(Dataset excerpt)
* BEGIN *
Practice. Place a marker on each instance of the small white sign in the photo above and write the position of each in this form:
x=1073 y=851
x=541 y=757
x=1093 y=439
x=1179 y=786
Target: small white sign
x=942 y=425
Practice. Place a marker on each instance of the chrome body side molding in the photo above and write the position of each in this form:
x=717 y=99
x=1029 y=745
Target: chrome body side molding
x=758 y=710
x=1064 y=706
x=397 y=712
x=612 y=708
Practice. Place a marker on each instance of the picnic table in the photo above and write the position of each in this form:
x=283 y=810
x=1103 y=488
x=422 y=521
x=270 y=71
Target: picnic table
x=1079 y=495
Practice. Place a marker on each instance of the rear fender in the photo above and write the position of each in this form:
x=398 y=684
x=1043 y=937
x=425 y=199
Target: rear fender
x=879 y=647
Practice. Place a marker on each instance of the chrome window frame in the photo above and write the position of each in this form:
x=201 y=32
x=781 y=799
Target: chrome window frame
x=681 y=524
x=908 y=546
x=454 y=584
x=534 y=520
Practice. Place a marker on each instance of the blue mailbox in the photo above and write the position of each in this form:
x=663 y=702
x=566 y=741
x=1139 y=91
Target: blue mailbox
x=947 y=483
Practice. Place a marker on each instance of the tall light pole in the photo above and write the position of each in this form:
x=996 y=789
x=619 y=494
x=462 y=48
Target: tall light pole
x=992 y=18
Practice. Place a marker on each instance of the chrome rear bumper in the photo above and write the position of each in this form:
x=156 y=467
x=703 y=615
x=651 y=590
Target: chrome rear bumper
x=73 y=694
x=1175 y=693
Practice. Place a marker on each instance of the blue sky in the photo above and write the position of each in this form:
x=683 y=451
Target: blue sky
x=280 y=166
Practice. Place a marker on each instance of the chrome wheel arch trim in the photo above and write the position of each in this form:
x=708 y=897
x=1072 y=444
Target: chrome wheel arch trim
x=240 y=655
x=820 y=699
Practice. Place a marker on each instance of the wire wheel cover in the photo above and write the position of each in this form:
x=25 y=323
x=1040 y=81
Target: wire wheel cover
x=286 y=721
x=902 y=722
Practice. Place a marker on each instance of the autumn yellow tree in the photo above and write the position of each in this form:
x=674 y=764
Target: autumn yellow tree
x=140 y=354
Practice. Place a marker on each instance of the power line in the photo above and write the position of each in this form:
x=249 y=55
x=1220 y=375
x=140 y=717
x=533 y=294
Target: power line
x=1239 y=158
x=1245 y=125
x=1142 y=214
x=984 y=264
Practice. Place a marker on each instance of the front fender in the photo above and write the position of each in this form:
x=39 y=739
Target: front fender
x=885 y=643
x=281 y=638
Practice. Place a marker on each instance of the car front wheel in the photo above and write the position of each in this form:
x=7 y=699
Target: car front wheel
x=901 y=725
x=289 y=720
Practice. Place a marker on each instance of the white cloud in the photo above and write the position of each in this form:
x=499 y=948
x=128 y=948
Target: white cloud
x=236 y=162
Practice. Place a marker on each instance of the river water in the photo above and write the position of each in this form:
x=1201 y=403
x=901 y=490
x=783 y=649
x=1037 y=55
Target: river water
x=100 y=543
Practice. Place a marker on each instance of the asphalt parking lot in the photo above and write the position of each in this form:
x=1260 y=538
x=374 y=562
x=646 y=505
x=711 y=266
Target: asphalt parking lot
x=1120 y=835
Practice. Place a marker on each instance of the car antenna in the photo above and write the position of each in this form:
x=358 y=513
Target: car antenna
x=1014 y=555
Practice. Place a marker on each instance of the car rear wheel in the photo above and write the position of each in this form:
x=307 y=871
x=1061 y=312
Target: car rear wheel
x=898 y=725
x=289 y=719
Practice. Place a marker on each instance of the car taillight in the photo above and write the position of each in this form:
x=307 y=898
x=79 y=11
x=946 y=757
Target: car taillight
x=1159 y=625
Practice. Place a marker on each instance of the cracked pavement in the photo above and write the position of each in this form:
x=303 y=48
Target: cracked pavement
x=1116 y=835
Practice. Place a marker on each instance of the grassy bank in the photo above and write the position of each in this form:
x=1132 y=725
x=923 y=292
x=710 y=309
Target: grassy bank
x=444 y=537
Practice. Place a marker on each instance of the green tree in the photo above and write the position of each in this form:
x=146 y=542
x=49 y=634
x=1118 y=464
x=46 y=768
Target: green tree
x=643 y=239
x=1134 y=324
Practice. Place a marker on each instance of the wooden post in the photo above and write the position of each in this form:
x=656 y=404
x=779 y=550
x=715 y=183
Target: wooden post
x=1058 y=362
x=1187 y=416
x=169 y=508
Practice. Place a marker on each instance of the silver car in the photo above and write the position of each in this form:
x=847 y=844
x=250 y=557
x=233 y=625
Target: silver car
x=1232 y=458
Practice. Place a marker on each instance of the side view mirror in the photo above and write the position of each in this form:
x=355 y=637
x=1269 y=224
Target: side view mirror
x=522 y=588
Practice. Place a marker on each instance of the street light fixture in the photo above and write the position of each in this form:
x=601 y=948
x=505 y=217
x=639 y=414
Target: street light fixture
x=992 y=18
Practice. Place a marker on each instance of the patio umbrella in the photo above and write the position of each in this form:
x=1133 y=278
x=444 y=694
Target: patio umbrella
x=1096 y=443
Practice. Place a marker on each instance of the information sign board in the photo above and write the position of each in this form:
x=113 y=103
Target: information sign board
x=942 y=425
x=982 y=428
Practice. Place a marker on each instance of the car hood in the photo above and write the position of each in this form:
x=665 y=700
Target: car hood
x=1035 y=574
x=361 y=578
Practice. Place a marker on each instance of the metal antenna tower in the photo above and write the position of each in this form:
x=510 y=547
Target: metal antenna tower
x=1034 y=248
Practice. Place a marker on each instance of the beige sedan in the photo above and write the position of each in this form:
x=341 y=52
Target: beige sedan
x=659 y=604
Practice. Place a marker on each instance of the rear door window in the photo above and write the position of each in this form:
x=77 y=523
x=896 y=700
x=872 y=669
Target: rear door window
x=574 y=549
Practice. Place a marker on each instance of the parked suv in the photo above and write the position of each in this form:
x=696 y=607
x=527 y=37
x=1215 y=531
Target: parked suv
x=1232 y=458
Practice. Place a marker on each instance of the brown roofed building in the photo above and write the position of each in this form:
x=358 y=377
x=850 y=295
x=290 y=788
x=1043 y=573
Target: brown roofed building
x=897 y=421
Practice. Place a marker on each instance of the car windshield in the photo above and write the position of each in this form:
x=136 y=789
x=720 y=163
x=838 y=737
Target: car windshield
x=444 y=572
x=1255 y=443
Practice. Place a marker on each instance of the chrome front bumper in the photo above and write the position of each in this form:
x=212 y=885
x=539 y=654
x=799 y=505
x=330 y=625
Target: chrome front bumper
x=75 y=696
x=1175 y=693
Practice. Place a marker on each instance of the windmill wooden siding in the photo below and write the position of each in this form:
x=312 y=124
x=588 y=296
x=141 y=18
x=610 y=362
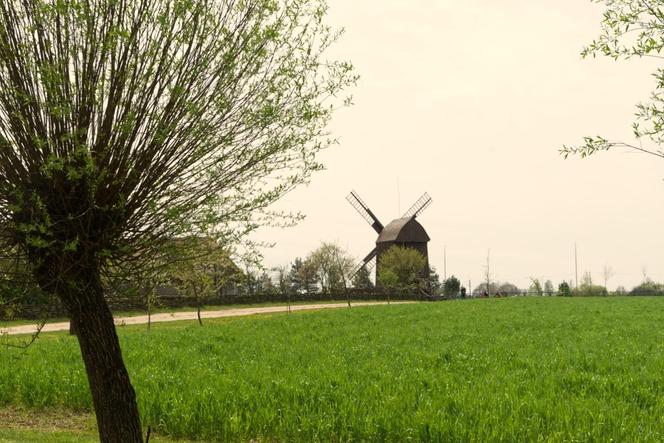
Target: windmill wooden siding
x=405 y=232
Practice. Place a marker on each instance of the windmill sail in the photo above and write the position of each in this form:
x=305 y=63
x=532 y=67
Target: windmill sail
x=420 y=205
x=364 y=211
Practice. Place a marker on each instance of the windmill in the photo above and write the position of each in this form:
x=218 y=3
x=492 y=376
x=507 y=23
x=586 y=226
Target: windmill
x=404 y=231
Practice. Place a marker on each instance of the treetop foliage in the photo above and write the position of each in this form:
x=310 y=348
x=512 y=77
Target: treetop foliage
x=631 y=28
x=127 y=123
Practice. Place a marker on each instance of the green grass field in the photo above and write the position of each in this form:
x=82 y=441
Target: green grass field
x=573 y=369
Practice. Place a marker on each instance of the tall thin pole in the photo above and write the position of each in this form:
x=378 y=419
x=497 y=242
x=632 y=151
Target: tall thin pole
x=576 y=268
x=488 y=271
x=398 y=199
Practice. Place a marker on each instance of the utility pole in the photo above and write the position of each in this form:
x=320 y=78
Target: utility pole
x=488 y=271
x=576 y=268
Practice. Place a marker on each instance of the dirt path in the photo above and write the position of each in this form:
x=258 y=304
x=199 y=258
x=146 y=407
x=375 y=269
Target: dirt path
x=177 y=316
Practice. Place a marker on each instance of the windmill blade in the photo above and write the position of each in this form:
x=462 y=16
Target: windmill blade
x=420 y=205
x=368 y=262
x=356 y=202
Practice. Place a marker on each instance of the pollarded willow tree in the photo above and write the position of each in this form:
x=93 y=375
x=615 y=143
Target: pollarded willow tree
x=631 y=29
x=127 y=123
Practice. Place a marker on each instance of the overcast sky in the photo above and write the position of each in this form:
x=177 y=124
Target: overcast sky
x=470 y=101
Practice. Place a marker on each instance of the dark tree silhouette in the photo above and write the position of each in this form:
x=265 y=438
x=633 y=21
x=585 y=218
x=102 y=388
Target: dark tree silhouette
x=127 y=123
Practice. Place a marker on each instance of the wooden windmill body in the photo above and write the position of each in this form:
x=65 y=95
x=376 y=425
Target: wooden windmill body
x=405 y=231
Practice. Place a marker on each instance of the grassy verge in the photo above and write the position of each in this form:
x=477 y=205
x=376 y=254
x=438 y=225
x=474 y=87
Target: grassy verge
x=21 y=322
x=526 y=369
x=51 y=425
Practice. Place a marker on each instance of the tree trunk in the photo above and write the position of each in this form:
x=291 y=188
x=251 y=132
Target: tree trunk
x=113 y=396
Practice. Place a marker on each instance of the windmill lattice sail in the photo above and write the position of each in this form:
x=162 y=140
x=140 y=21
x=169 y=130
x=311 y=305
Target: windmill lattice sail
x=357 y=203
x=420 y=205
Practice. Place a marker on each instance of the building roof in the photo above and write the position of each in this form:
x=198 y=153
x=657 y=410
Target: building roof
x=403 y=230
* END *
Output the records above as a Markdown table with the columns Row and Line, covering the lines from the start up to and including the line containing "x=947 y=483". Number each row and leave out any blank lines.

**TASK ANSWER**
| Row | Line |
|---|---|
| 1 | Practice. Place a marker on each instance of the small white sign in the photo above and write the position of each in this form: |
| 2 | x=1073 y=851 |
| 3 | x=541 y=757 |
| 4 | x=1093 y=439 |
| 5 | x=1179 y=786 |
| 6 | Target: small white sign |
| 7 | x=942 y=425 |
| 8 | Practice. Place a marker on each instance of the chrome body side molding in the photo above and write the position of each in this form: |
| 9 | x=717 y=99 |
| 10 | x=1029 y=745 |
| 11 | Target: chrome body side molding |
| 12 | x=758 y=710 |
| 13 | x=1064 y=706 |
| 14 | x=397 y=712 |
| 15 | x=612 y=708 |
| 16 | Practice. Place a marker on each instance of the picnic table in the photo above and write the position of each in this form: |
| 17 | x=283 y=810 |
| 18 | x=1103 y=488 |
| 19 | x=422 y=521 |
| 20 | x=270 y=71 |
| 21 | Target: picnic table |
| 22 | x=1079 y=495 |
| 23 | Practice. Place a marker on each instance of the rear fender in the photo above and write the position of each in this form: |
| 24 | x=398 y=684 |
| 25 | x=1043 y=937 |
| 26 | x=425 y=199 |
| 27 | Target: rear fender |
| 28 | x=879 y=647 |
| 29 | Practice. Place a marker on each instance of the chrome window frame in the photo above and write the position of each in this form: |
| 30 | x=201 y=32 |
| 31 | x=781 y=799 |
| 32 | Target: chrome window frame |
| 33 | x=681 y=524 |
| 34 | x=908 y=546 |
| 35 | x=454 y=584 |
| 36 | x=534 y=520 |
| 37 | Practice. Place a marker on each instance of the blue mailbox in the photo above and write the position of each in this form: |
| 38 | x=663 y=702 |
| 39 | x=566 y=741 |
| 40 | x=1139 y=91 |
| 41 | Target: blue mailbox |
| 42 | x=947 y=483 |